I saw Blade Runner in a theater in Aspen Hill, Maryland, during its debut summer release in 1982. I had seen the preview and was mesmerized by the idea of a near-future interpretation of a film noir detective story. It looked so cool, and it was, but not quite what I was expecting. That was certainly the case for many critics and audiences.
Few films have achieved the cult status and critical acclaim Blade Runner did after flopping at the box office. And even fewer films have spawned as much controversy. Specifically, and most controversial, has been the question of whether or not Blade Runner Rick Deckard is himself a replicant. the artificial humanoids Blade Runners are tasked with killing when necessary. I’ll never fully understand why some people seem to want Deckard to be a replicant. Phillip K. Dick certainly didn’t write Blade Runner’s inspirational novel, Do Androids Dream Of Electric Sheep, that way. It is the human/replicant conflicts that drive the story.

- **WRITTEN TASKS**:
a - According to the Blade Runner essay, what novel inspired the film?
b - Retype the section of the Blade Runner essay that opens with the words containing "Few films have" and closes with "drive the story.".
c - Write the next few sentences of the Blade Runner essay, picking up after its final line.
The listing after this point is separate material, unrelated to the Blade Runner essay.

- **RECORDED DATA**:
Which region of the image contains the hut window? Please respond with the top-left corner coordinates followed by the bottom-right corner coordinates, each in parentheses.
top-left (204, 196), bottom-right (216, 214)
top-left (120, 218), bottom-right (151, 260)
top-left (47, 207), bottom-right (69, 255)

- **ANSWERS**:
a - Do Androids Dream Of Electric Sheep, by Phillip K. Dick.

b -
Few films have achieved the cult status and critical acclaim Blade Runner did after flopping at the box office. And even fewer films have spawned as much controversy. Specifically, and most controversial, has been the question of whether or not Blade Runner Rick Deckard is himself a replicant. the artificial humanoids Blade Runners are tasked with killing when necessary. I’ll never fully understand why some people seem to want Deckard to be a replicant. Phillip K. Dick certainly didn’t write Blade Runner’s inspirational novel, Do Androids Dream Of Electric Sheep, that way. It is the human/replicant conflicts that drive the story.

c -
I guess some have a weird desire to bend the story to fit their own ideas or perceptions of some secret or some revelation so that only they among a select few understand what others are missing. It seems it is a desire to be unique, to appear elite and more sophisticated and knowledgeable than the general public; a desire to put their own stamp on something even if it goes against logic and fact. Unfortunately, holding onto such an opinion in the face of contrary evidence only makes them look like what they are trying to oppose and separate from. Instead of appearing more insightful and intellectual about the issue, they look quite narrow-minded and ignorant of the truth, failing to see past their own creative and observational prejudices.
Blade Runner is a great cinematic example of Occam’s Razor. But fools rush in and simply must over-complicate and over-science. I find such mentality to be misguided and destructive to the inherent message of the story that the creators worked so hard to deliver. Don’t turn the story into something you want it to be. Accept it and enjoy it for what it is. This is the arch fault of most film critics. I swear, so many of them don’t really seem to enjoy the movies they see. How many have written a successful screenplay — one that made it into production? How many have acted in or produced or directed a film? How many have academic backgrounds in film? I find most critics verbose and cliched as they attempt to be witty and appear insighful. Anyone can be a critic as they so readily prove.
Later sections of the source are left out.